• [Written problem]: Return the lines below unchanged, from the start through the line containing "32L177 33L180 33L180", with both ends included. Leave the pictures out of your answer.
-- Begin Excerpted data --
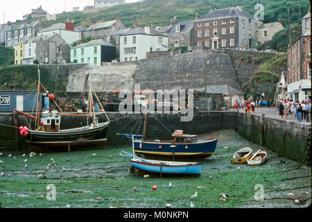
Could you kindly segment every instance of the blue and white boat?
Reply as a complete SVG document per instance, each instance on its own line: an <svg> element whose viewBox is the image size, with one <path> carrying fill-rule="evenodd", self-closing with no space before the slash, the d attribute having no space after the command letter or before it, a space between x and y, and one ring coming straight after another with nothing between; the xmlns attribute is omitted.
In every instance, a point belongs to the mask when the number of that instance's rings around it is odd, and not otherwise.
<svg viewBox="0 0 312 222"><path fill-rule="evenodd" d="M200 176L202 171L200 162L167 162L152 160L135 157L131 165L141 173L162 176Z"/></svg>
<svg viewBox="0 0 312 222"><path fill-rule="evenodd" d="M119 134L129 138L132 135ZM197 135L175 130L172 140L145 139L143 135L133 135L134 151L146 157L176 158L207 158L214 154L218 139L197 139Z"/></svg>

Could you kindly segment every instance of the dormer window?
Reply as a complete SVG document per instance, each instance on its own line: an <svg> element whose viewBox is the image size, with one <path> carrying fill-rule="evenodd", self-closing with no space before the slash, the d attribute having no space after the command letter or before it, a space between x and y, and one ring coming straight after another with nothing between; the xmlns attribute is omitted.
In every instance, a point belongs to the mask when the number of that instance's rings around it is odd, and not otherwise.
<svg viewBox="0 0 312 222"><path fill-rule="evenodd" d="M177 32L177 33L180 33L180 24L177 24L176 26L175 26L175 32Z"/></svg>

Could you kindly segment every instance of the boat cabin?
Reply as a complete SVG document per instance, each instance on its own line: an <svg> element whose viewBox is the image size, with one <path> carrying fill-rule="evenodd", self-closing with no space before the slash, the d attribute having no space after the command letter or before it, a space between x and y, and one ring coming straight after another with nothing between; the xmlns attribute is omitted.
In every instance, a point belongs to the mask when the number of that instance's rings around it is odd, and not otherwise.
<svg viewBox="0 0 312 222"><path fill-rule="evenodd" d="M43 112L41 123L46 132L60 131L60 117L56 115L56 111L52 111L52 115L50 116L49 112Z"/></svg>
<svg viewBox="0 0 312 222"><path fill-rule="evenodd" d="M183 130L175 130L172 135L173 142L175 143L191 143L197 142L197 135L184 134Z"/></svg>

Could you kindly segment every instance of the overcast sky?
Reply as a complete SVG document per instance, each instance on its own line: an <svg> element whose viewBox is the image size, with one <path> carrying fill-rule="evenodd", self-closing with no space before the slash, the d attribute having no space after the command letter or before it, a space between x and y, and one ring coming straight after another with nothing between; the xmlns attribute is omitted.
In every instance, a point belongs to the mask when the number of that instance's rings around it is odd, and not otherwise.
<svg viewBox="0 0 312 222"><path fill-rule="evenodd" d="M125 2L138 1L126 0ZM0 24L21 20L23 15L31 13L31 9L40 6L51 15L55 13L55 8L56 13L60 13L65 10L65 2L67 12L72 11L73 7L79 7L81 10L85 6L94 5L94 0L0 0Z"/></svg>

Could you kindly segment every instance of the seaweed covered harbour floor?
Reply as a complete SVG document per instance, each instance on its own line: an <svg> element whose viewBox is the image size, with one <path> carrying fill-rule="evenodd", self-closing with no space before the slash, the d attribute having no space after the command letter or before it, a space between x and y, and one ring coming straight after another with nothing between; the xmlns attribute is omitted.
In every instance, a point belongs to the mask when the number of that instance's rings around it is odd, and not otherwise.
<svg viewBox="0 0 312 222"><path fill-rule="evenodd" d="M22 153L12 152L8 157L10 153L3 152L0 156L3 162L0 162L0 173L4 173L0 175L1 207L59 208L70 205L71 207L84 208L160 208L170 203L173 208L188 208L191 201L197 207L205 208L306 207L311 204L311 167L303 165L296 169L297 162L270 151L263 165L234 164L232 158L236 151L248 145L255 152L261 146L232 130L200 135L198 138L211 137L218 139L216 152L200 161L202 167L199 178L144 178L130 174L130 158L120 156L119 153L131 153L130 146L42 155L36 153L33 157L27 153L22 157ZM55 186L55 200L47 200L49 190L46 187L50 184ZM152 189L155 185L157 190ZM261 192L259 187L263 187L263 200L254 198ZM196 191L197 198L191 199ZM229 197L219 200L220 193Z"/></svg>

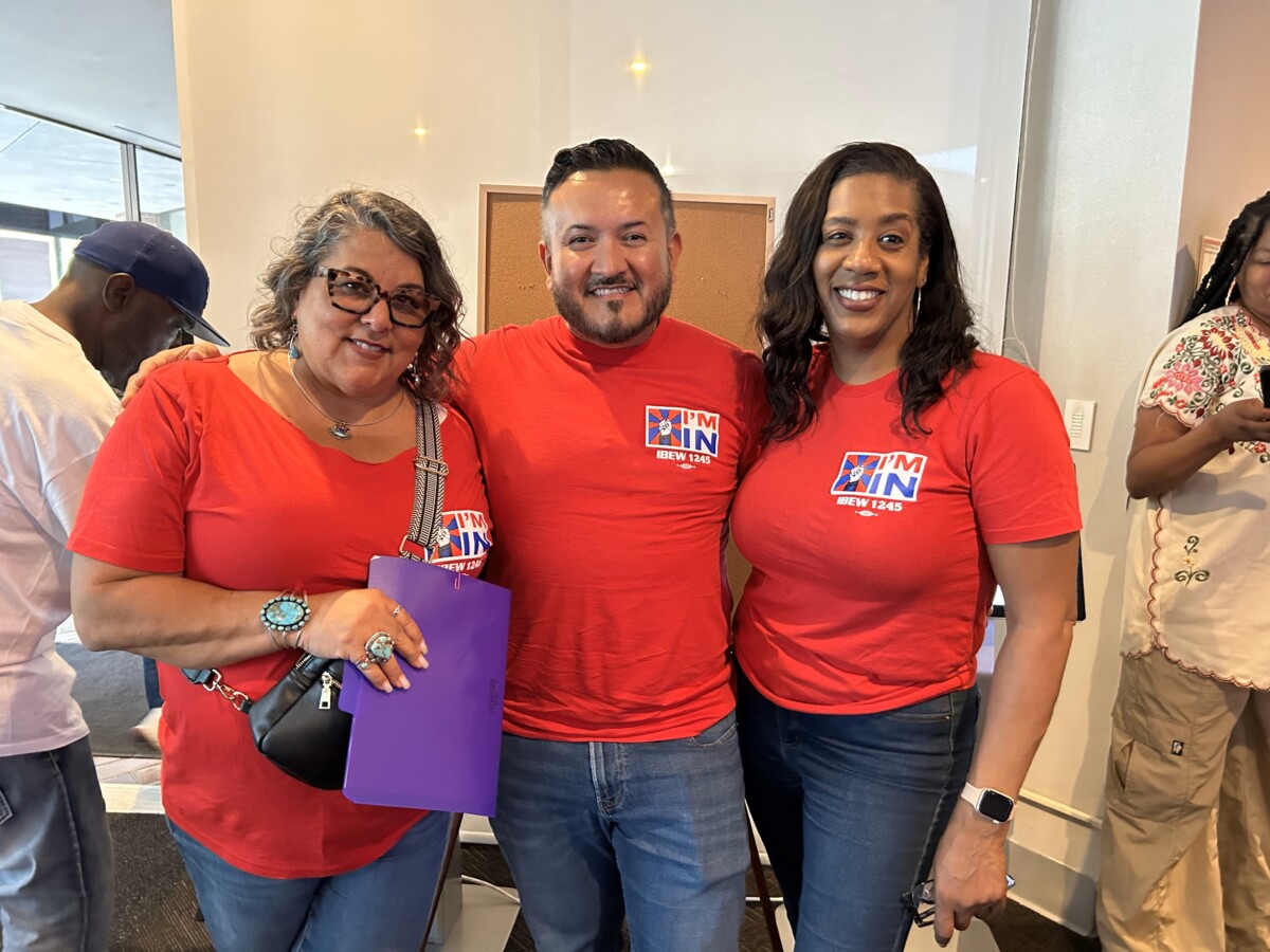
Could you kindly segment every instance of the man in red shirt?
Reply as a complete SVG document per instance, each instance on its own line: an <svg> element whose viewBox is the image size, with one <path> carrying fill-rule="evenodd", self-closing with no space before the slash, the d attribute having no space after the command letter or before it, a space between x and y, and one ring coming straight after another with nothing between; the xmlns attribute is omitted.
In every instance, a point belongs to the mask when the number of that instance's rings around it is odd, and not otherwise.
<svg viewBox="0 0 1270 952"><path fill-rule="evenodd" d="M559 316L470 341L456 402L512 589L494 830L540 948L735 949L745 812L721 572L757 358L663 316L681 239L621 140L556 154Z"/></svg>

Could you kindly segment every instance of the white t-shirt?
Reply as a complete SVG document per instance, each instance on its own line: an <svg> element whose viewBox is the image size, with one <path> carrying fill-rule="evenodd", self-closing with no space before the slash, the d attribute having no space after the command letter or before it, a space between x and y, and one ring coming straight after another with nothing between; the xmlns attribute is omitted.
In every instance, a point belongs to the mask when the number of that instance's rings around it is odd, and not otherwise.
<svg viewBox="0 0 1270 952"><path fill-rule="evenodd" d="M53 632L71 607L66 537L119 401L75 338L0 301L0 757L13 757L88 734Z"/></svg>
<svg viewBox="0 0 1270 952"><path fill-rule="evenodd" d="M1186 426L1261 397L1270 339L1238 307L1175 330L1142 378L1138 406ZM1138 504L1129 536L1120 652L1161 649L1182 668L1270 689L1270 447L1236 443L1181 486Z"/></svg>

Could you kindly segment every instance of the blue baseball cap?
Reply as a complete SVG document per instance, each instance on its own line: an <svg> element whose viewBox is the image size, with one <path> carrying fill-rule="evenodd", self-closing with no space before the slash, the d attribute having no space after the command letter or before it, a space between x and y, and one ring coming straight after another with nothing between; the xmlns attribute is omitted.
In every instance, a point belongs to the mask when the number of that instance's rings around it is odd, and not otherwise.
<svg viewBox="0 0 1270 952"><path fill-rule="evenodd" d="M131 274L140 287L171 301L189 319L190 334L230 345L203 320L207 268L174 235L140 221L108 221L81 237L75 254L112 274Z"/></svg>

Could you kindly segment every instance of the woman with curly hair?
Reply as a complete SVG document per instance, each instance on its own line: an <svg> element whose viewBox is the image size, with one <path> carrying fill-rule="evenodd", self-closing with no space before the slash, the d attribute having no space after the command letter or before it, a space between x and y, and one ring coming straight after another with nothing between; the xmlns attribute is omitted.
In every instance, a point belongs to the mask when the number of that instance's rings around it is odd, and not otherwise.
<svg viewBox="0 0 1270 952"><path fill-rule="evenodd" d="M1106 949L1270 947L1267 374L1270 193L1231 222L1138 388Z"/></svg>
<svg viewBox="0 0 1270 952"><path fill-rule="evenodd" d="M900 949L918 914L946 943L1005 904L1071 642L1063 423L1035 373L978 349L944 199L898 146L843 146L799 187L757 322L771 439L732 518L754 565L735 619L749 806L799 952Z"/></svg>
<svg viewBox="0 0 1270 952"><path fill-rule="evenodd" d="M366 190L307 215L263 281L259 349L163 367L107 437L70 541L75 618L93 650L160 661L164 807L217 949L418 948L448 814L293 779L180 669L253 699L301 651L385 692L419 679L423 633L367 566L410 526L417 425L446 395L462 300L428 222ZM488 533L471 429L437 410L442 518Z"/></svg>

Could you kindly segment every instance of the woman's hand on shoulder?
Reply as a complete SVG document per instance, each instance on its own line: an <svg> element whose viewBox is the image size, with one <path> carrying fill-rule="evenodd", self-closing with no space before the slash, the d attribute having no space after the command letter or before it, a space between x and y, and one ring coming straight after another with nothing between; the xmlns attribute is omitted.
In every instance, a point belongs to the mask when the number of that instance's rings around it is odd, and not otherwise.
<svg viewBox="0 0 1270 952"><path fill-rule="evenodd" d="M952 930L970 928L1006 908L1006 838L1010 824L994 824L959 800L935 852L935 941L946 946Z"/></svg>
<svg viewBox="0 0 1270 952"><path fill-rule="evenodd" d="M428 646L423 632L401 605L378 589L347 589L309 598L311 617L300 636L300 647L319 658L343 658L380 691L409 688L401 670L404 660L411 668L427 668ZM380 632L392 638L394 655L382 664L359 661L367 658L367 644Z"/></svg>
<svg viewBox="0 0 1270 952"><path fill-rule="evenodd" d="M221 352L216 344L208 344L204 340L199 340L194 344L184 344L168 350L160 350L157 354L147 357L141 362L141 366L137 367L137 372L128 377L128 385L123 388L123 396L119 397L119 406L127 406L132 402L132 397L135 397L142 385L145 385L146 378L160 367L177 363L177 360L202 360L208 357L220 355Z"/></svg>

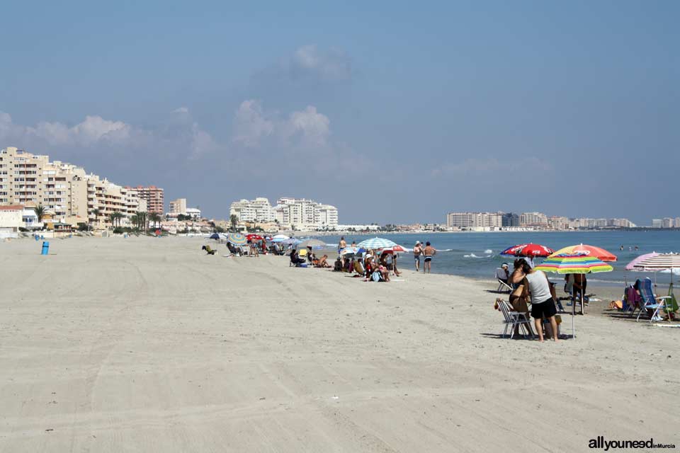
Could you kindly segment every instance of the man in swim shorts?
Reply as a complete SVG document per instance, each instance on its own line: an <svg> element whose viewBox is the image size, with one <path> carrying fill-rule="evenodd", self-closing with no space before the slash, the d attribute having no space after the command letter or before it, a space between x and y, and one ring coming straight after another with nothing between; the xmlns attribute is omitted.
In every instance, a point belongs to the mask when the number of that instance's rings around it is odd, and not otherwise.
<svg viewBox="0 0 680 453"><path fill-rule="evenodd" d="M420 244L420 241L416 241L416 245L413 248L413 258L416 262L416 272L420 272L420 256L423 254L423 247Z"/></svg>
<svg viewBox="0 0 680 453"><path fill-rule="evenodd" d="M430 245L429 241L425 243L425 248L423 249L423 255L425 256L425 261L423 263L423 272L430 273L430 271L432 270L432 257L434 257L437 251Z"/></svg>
-- End Excerpted data --
• [Answer to this problem]:
Could you kindly segment every instance of the blue and white boat?
Reply as a complete SVG document per instance, each instance on its own line: an <svg> element whose viewBox is the image size, with one <path> carrying fill-rule="evenodd", self-closing with no space before the slash, the d attribute having no space after the command letter or before it, a space between x and y, and one ring coming straight after another with nothing between; the xmlns attribute is omitted.
In every instance, a point belongs to the mask when the number of that instance's rings around it is odd, and not otherwise.
<svg viewBox="0 0 312 222"><path fill-rule="evenodd" d="M200 176L202 171L200 162L167 162L152 160L135 157L131 165L141 173L162 176Z"/></svg>
<svg viewBox="0 0 312 222"><path fill-rule="evenodd" d="M119 134L129 138L132 135ZM197 135L175 130L172 140L145 139L143 135L133 135L134 151L146 157L176 158L207 158L214 154L218 139L197 139Z"/></svg>

Could you kindly segment every instance of the dormer window?
Reply as a complete SVG document per instance, each instance on its own line: an <svg> element whose viewBox is the image size, with one <path> carrying fill-rule="evenodd", self-closing with no space before the slash, the d attribute having no space after the command letter or before it, a space between x and y, and one ring coming straight after another with nothing between; the xmlns attribute is omitted.
In every instance, a point belongs to the mask when the number of that instance's rings around it is odd, and not otherwise.
<svg viewBox="0 0 312 222"><path fill-rule="evenodd" d="M177 32L177 33L180 33L180 24L177 24L176 26L175 26L175 32Z"/></svg>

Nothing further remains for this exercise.